[Opening DATA TO USE section]
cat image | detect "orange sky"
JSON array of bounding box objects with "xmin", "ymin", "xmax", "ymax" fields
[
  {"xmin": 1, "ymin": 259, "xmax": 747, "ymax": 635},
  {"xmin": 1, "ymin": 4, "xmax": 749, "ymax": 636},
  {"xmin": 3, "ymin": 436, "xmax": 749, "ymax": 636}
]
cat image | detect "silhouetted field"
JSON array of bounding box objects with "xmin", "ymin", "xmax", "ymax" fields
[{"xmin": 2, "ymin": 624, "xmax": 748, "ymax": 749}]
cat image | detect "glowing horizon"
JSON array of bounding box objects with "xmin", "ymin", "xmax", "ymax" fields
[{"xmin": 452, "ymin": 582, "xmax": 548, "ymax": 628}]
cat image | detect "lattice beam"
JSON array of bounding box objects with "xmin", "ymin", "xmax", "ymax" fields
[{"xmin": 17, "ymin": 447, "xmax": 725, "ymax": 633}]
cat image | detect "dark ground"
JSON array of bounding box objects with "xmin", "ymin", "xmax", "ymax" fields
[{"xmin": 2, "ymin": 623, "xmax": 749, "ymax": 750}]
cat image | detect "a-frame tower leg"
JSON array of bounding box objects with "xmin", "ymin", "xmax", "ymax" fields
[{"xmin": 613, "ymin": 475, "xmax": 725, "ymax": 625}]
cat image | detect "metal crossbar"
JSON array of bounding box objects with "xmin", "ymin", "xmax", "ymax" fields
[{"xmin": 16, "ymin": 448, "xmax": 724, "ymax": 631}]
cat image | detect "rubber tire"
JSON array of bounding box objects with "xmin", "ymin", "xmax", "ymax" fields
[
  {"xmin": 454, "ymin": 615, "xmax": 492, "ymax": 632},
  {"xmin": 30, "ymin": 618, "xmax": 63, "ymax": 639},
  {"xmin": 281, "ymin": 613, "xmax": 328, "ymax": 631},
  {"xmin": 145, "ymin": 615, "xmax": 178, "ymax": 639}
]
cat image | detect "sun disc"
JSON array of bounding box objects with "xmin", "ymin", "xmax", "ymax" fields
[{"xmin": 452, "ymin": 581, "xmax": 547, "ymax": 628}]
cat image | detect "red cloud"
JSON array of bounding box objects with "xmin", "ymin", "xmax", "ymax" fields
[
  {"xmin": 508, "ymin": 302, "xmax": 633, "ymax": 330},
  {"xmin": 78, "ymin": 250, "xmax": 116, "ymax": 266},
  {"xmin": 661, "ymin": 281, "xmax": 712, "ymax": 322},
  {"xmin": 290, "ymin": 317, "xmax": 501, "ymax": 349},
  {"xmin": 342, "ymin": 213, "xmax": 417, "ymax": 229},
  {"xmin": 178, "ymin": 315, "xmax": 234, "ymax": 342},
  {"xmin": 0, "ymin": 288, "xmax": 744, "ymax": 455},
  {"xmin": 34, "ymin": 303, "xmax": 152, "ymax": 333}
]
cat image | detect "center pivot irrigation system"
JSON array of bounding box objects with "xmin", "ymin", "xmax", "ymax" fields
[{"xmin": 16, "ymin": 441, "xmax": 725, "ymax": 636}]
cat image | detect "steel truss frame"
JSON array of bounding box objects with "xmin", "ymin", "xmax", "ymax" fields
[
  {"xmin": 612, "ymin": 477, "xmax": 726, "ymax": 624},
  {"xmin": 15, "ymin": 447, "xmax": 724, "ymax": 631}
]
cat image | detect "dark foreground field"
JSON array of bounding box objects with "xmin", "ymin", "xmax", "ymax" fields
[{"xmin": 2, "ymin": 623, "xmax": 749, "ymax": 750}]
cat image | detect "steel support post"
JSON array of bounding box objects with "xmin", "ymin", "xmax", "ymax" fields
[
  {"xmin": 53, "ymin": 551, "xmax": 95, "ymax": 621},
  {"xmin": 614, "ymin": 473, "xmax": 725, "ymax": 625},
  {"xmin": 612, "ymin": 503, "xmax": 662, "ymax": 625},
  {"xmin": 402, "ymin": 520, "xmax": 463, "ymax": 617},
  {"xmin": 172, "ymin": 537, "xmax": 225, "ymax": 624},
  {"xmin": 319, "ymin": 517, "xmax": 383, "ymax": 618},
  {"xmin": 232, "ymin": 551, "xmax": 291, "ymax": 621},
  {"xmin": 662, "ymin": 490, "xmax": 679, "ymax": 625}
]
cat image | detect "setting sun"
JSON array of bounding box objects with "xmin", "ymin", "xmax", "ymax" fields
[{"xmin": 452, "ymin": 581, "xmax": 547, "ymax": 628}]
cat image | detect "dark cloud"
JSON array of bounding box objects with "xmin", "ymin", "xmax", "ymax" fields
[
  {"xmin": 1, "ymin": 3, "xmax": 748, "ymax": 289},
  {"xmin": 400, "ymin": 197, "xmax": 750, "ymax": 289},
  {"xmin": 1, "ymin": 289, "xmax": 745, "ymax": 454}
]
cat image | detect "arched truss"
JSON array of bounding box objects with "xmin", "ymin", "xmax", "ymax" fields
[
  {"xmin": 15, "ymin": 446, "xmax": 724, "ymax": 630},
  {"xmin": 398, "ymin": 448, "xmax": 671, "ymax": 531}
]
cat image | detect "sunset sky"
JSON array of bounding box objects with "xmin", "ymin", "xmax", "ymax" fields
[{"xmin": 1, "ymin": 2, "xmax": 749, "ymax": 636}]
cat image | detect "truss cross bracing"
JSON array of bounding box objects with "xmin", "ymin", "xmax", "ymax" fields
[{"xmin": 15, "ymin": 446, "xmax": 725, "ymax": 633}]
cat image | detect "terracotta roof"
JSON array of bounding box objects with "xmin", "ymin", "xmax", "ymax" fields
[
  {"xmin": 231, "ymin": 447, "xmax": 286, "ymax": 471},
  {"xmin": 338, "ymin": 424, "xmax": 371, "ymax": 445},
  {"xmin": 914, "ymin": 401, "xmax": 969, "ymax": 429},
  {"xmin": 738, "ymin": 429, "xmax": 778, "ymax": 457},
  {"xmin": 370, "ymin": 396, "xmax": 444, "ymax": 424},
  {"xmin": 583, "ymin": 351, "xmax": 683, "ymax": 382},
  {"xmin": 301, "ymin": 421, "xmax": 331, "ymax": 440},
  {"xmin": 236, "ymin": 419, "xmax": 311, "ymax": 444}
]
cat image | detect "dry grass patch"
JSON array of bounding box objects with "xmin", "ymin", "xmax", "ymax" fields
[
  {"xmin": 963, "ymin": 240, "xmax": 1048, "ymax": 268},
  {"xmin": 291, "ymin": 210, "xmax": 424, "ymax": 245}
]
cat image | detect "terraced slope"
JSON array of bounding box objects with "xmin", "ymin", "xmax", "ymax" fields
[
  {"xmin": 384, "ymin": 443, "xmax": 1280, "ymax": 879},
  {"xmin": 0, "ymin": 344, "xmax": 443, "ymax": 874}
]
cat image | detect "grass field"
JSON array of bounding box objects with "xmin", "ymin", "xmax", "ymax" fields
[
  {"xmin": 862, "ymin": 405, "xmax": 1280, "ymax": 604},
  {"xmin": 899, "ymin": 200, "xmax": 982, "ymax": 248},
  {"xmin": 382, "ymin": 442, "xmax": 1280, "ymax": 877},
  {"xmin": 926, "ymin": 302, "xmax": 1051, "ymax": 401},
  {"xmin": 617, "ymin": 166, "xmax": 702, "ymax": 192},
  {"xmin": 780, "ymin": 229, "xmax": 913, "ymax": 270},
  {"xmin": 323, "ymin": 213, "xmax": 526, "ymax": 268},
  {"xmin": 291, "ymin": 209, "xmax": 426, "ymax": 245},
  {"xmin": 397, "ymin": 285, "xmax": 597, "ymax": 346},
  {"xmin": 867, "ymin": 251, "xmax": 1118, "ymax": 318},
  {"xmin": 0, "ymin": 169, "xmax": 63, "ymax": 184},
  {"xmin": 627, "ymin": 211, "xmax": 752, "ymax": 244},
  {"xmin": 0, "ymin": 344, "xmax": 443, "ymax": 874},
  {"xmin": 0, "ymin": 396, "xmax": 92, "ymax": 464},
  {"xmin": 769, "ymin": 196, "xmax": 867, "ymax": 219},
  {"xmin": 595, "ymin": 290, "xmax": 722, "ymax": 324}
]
[Closing DATA TO USE section]
> _REQUIREMENT_
Within the entries above, find the string "dark" and return each line that holds it.

> _EXERCISE ANSWER_
cat image | detect "dark ground"
cat image | detect "dark foreground field"
cat image | detect "dark cloud"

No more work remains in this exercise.